* **Short problem**
Copy each of the records below word for word, with no changes.

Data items
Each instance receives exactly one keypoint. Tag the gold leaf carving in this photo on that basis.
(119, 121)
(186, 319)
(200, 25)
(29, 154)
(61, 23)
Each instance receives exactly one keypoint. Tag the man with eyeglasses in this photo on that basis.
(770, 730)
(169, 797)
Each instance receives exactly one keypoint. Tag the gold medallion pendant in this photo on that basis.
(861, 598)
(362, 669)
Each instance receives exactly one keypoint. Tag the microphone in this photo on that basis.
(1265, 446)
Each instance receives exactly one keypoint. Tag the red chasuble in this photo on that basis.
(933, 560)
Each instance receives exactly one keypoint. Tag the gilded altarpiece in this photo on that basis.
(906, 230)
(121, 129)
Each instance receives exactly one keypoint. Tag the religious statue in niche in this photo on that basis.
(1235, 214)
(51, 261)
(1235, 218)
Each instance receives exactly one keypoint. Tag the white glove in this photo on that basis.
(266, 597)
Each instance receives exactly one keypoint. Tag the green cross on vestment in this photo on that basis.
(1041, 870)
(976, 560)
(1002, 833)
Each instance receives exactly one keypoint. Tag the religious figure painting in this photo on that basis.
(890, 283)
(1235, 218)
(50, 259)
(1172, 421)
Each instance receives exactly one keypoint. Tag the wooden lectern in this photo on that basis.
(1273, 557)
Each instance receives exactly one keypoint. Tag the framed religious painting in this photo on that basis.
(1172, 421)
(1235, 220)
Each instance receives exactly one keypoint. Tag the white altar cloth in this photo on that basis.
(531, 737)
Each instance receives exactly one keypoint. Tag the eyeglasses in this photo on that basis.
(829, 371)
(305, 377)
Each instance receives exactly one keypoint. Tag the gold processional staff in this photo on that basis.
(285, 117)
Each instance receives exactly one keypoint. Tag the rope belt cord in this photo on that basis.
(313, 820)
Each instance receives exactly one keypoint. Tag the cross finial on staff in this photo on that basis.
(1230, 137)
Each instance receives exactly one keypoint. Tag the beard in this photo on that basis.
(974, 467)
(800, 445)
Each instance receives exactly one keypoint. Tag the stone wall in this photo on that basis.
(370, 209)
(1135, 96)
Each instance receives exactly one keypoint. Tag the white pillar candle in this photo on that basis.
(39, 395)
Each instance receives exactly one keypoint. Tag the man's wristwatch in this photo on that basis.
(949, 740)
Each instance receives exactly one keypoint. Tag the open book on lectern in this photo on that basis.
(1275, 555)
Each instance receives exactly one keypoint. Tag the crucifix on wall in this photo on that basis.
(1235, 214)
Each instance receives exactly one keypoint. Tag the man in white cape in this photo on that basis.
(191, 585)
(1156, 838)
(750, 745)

* **Result for this task**
Each instance receives exactly one keypoint. Tag the gold leaf carving in this photo on that basis.
(119, 121)
(186, 319)
(200, 25)
(29, 154)
(61, 23)
Each instance receives exactly one keypoint. Tag the man with eyeglasses in this photo on that basis.
(770, 730)
(169, 797)
Each instance receives exactly one keypoint. Tag the gold medallion pendant in this photo on that basis.
(861, 598)
(362, 669)
Each instance receives exactly one keypoint. Tag the microphone in this photo on that basis.
(1265, 446)
Each instance receives exactly one keypoint. Tag the red chasuble in this photo on that basis.
(933, 560)
Each instance receives exactly one keypoint. Tag the gilded altarpiece in this photo on that basis.
(906, 230)
(121, 129)
Each instance receives exactly one keypoint. Tag the religious statue in niche in this photo on that basis.
(1235, 214)
(51, 261)
(1235, 218)
Each instance receives exactly one keypoint. Tag the white glove in this photo on that basis.
(266, 597)
Each instance receives exactly one keypoint. Tag the green cross on vestment in this photo on that basis.
(1041, 870)
(976, 560)
(1002, 833)
Each instance receives exactly one keypoint. Tag the religious figure painting in this photo on that basis.
(890, 283)
(1235, 218)
(50, 259)
(1172, 421)
Each instance receives exactly one keypoint. Tag the wooden lectern in this photo on that basis.
(1273, 557)
Each instance receives exactly one keypoint. Tag the framed religious painting in this photo on that basis.
(1172, 421)
(1235, 220)
Each instance receives exactly one keypoint. Tag the white altar cloth in this photo on that basis.
(531, 737)
Each instance receives exactly one keypoint. Tag the eyeglasses in this photo on that basis.
(829, 371)
(305, 377)
Each instance receives exactly one keypoint. Tag the gold processional staff in this photo on that basis.
(285, 117)
Each instance receives exactly one keypoint. Tag the rope belt cord in this photo on that basis.
(313, 820)
Each instance receives exactly one keypoint. Tag the cross finial on staff in this photo on that basis.
(1230, 137)
Each instance receives exactly one keypoint. Tag the beard in this photo on that basis.
(974, 467)
(800, 445)
Each instance receives exactly one keypoint. Tag the stone wall in this photo on that basis.
(370, 209)
(1135, 96)
Each instance receives exactly one keypoint. Tag the white pillar candle in this photo on that basis.
(39, 395)
Each instance receives exactly one keypoint. Tag the man's wristwatch in this photo on that basis.
(949, 740)
Each instance receives exactly one keypoint. Tag the open book on lectern in this photo on that basis.
(1275, 555)
Each instance receives exactly one keypoint. Tag the crucifix on wall in this photo on that basis.
(1235, 214)
Each instance receives exactly one keypoint. Tag the man in white cape in this photo on that basis.
(191, 585)
(1156, 838)
(750, 745)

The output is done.